* _SELECTED TEXT_
----------

I read as much as I can find on this and answer vary greatly :(
On the group by thread there are guys using any where from 12-20 feet in length.

I have just made/kegged my first batch ever.

Details here if anyone is bored -
https://www.homebrewtalk.com/f36/1st-beer-attempt-ever-lots-pics-biab-291598/

I cut it the line to 20' and was able to get it connected to keg/tail piece...that is a job.

My beer has been on gas 9 days now....12/12.5 psi at 36-37 degrees.
The middle of my keg is about 23" below my shank.

My pour now is OK, but missing some head unless I drop the glass down several inches..and then head is about 1/2" is that normal?
I know I should wait a week before I do much tweaking since the beer is still carbing.

Are their calculators for this exact line to show my how long it should be based on my setup?
How do I know, other than keep cutting it back, if line is to long?
I guess slow and no foam is better than all foam...


thanks Kevin
 
Hello,
I bought the Accuflex Bev-Seal line.
I read as much as I can find on this and answer vary greatly :(
On the group by thread there are guys using any where from 12-20 feet in length.

I have just made/kegged my first batch ever.

Details here if anyone is bored -
https://www.homebrewtalk.com/f36/1st-beer-attempt-ever-lots-pics-biab-291598/

I cut it the line to 20' and was able to get it connected to keg/tail piece...that is a job.

My beer has been on gas 9 days now....12/12.5 psi at 36-37 degrees.
The middle of my keg is about 23" below my shank.

My pour now is OK, but missing some head unless I drop the glass down several inches..and then head is about 1/2" is that normal?
I know I should wait a week before I do much tweaking since the beer is still carbing.

Are their calculators for this exact line to show my how long it should be based on my setup?
How do I know, other than keep cutting it back, if line is to long?
I guess slow and no foam is better than all foam...


thanks Kevin

I'd wait until the beer is fully carbed before making it shorter. I use 20ft line, 13psi at 38-40 degrees and i'm happy with the pour. You can always cut later, but you can't add it back.
 
I'm using 10' at 12psi and 52F, 30" vertical between middle of keg and tap. It's coming out ok, it could be better, but i'm not about to trim the Accuflex Bev-Seal and re-attach. Maybe if i got a heatgun i would be more amicable to adjustments : )
 
I'm using around 16ish feet in my keezer. Around 10 psi and 38 degrees. I might be able to shorten it a foot or two, but overall i'm happy with it. A little of a slow pour, but it was such a pain to get the hose on that I'm not going to screw with it. Like you said, if i want a larger head, i'll just move the glass from the faucet a little.
 
How fortunate. I was searching for this very same answer and it looks like you just posted this question today.

----------

* _DATA SHOWN_
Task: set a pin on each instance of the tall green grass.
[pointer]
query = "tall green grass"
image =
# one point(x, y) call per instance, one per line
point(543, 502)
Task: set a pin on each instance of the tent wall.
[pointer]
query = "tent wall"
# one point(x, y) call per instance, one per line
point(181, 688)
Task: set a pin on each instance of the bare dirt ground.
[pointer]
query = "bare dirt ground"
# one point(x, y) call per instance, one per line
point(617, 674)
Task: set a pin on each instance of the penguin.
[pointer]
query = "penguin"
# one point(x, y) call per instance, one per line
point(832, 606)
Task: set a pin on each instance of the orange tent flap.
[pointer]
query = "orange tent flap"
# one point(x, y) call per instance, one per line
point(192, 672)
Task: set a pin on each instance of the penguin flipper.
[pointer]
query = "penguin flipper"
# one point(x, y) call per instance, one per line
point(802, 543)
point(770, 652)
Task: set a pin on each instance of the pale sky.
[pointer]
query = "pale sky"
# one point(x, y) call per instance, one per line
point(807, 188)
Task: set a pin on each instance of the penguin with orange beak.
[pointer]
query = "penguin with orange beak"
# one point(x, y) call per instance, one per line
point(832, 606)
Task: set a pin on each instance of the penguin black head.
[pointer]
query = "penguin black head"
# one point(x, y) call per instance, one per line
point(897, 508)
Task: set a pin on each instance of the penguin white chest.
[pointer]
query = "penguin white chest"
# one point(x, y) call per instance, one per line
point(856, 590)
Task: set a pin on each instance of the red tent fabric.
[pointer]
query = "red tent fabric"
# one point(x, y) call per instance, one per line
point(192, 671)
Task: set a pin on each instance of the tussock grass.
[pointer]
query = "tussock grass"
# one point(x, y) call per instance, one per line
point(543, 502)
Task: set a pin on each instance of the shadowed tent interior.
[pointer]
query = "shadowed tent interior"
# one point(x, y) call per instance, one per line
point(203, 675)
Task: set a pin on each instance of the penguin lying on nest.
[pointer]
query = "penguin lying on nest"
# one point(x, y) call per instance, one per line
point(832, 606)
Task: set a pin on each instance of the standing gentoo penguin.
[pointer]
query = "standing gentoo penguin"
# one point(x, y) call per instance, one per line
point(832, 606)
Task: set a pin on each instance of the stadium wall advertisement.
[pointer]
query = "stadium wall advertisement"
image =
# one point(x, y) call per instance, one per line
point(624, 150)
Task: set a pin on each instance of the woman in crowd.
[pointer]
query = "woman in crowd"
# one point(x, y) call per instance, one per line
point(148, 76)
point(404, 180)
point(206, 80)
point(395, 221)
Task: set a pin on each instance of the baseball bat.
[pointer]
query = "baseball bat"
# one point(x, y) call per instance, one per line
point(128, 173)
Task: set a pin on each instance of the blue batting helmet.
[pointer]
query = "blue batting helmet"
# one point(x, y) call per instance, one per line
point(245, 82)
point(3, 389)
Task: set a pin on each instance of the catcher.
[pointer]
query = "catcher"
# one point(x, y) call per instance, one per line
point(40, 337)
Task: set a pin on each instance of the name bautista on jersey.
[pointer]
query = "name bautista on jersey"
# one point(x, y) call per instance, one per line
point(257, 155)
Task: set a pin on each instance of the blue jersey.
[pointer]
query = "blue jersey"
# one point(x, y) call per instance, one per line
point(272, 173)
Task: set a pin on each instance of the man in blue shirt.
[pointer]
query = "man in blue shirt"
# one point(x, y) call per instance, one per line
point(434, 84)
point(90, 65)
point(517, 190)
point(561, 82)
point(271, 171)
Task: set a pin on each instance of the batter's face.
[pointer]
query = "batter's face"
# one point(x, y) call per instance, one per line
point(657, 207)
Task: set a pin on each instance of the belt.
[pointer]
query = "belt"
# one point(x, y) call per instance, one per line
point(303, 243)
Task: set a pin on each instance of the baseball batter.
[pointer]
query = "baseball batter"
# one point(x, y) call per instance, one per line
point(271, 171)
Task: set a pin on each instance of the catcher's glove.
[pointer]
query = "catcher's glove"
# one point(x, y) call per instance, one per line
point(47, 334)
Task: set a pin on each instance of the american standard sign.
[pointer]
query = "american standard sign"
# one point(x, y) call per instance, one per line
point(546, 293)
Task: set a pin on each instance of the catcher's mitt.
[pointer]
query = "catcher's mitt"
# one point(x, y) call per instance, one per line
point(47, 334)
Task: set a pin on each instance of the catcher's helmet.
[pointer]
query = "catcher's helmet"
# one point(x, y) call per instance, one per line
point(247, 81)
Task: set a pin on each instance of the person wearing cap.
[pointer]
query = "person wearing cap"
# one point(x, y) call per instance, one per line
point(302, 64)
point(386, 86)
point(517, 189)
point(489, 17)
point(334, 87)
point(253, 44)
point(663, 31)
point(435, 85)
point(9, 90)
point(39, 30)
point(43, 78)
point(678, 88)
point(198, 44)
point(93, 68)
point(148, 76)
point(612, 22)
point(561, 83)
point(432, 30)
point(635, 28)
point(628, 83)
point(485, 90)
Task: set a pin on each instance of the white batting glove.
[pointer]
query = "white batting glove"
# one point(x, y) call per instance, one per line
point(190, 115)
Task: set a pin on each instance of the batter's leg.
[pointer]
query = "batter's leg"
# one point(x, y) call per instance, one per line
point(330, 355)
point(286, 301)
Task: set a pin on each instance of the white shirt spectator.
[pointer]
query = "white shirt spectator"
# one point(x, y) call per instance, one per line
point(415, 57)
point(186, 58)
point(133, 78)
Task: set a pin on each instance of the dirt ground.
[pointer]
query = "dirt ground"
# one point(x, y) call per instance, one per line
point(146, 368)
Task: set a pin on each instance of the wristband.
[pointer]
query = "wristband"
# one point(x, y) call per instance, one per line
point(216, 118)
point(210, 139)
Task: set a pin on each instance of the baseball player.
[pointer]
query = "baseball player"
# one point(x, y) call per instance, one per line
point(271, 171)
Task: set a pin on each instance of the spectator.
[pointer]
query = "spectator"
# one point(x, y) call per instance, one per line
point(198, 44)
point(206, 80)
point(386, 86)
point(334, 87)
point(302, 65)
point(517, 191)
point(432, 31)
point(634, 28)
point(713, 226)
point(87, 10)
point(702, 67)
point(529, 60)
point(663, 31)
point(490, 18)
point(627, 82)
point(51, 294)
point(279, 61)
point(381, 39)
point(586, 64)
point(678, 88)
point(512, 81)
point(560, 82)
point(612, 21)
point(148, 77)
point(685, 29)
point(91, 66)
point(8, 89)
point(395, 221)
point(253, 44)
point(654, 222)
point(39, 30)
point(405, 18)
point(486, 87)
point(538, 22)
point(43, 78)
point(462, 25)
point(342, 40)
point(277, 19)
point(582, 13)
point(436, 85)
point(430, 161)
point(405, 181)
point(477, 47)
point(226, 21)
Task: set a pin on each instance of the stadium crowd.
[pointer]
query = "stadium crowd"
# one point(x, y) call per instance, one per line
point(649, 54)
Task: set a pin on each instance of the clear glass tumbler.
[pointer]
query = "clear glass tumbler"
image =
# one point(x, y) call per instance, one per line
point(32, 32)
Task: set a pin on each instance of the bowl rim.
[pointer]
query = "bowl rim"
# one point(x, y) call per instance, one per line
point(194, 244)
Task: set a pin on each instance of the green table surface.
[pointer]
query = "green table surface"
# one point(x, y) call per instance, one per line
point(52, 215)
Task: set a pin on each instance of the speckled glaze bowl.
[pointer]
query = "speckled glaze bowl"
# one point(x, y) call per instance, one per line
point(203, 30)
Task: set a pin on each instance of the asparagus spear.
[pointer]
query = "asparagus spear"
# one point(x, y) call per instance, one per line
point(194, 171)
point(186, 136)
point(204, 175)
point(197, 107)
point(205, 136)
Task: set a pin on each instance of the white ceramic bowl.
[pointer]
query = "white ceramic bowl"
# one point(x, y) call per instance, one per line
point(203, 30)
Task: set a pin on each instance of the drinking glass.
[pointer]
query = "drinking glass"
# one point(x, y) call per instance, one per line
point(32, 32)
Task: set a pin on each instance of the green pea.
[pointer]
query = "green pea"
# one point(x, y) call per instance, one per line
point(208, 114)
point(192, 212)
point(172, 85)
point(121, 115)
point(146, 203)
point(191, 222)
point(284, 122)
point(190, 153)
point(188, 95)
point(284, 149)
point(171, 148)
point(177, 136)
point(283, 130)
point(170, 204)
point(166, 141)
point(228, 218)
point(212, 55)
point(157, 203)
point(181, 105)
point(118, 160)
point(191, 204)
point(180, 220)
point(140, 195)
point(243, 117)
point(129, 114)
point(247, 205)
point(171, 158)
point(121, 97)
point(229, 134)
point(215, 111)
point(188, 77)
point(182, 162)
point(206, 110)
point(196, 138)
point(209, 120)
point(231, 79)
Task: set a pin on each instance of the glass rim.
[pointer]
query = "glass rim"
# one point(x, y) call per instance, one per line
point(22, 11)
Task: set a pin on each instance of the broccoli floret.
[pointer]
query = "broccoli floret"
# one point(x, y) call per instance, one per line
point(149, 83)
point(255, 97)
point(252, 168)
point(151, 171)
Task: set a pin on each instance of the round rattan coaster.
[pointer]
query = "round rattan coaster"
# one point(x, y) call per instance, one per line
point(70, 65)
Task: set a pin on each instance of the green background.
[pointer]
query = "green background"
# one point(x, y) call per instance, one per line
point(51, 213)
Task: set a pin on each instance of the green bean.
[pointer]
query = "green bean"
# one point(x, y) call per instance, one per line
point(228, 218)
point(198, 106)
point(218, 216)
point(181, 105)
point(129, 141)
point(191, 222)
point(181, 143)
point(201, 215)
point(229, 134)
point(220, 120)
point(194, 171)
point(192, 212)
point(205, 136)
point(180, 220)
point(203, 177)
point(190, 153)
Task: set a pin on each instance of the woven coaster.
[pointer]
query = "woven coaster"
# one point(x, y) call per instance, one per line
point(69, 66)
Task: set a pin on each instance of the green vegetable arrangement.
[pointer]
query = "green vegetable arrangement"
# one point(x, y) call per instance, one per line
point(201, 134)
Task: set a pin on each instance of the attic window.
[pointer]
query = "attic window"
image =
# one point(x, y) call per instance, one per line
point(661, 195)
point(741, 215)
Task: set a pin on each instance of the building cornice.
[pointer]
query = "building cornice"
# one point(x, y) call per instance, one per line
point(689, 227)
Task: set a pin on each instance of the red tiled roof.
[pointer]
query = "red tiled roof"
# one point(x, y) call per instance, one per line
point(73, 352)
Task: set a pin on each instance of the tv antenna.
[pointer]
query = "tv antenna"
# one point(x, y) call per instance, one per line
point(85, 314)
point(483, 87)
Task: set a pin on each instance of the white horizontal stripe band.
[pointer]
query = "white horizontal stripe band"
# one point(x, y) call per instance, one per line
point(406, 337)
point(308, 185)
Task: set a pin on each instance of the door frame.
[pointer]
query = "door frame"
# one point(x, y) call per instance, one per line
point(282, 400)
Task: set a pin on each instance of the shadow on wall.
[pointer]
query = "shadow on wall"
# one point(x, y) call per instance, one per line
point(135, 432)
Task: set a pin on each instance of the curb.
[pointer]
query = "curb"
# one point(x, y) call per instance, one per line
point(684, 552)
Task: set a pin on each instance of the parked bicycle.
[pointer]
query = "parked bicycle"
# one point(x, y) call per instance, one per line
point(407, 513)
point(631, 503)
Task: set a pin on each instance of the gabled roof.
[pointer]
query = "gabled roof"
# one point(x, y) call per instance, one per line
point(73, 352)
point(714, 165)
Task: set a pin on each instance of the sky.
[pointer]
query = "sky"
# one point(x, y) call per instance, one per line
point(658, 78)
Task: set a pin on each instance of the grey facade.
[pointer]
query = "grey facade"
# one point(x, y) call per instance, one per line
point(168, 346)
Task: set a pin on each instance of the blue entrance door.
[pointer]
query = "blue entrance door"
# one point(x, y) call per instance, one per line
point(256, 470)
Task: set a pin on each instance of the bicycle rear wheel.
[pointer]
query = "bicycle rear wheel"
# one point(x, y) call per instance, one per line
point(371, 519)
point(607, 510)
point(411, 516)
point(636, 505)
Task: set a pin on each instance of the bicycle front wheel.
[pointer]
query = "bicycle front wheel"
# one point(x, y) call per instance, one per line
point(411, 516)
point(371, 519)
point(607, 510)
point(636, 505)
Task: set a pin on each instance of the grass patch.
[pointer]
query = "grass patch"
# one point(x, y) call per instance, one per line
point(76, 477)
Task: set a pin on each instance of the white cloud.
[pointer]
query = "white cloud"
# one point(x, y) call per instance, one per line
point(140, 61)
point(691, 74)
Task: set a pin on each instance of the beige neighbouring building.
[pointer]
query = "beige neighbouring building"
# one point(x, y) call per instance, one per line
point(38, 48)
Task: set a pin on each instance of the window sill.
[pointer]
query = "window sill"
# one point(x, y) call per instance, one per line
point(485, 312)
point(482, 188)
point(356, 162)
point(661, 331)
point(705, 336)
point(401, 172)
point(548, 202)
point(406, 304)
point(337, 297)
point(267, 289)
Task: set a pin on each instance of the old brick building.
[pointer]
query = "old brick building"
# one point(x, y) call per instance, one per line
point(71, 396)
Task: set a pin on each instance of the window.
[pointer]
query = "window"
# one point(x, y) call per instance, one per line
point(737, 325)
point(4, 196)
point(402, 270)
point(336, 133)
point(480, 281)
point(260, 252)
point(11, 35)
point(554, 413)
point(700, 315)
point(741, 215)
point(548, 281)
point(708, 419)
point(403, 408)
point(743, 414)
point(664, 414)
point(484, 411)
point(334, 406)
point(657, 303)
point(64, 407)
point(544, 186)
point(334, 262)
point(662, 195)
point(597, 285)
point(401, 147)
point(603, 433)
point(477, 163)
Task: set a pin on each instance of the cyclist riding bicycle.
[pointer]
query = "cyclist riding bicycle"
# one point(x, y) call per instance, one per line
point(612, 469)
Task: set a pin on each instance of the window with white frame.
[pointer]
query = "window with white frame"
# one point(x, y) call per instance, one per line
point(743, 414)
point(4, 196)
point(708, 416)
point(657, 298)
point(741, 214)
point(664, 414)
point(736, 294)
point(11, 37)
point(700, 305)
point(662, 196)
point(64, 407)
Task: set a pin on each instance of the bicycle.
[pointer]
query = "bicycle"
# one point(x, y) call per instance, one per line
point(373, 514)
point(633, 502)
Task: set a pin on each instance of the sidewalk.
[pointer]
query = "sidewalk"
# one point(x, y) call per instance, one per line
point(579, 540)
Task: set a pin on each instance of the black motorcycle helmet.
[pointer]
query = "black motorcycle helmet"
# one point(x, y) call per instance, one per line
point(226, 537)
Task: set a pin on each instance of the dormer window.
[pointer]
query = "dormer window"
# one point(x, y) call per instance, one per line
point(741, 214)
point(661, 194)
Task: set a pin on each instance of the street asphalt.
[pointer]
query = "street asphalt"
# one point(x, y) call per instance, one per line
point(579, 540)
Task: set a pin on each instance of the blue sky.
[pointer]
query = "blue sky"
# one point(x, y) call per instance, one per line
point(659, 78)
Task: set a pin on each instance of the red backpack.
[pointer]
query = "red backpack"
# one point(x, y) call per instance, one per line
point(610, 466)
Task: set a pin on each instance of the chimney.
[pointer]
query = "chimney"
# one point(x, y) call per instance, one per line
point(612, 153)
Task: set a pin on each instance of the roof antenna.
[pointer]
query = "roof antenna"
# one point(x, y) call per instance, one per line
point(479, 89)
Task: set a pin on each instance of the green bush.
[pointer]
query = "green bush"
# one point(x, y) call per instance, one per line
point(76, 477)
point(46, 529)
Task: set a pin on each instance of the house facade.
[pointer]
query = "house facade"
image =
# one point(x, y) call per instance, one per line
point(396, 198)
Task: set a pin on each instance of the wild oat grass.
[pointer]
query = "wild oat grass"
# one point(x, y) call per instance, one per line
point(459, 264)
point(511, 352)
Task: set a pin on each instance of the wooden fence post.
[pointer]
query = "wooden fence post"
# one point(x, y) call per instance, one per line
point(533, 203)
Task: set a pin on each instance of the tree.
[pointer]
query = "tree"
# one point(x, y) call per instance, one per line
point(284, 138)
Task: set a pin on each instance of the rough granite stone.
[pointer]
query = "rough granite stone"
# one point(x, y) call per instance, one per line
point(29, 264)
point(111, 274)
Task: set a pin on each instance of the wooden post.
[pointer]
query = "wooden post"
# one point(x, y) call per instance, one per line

----------

* _EXERCISE REQUIREMENTS_
Continue the forum thread about how long a beer line to run from a homebrew keg, picking up after its final post.

* _EXPECTED ANSWER_
On the group by thread there are guys using any where from 12-20 feet in length.
Well it looks like that variation has expanded even more. We're now at 6-20 ft in this thread :)
My pour now is OK, but missing some head unless I drop the glass down several inches..and then head is about 1/2" is that normal?
That sounds like a pretty good pour to me, but I'm not sure where you're dropping it from. Several inches from the tap, or the drip tray?

Are their calculators for this exact line to show my how long it should be based on my setup?
How do I know, other than keep cutting it back, if line is to long?

It would be good to hear some real science behind the balancing of the lines with the Bev-Seal Ultra. If someone does have a calculator/spreadsheet, I'd like to see it. I guess the target flow rate would be the first thing to get agreement on, no?

This article gives a formula for calculating if you have the resistance value of the line.

There is this thread discussing it on TheElectricBrewery website, but it looks like it was before the Bev-Seal Ultra was available (again) in 3/16" ID. It provides a few outside sources for calculating line length. Now, if we can just get verification of the line resistance. I put in an email to the company. I'll post back if I hear anything, but if someone else has information that they can provide, please do so.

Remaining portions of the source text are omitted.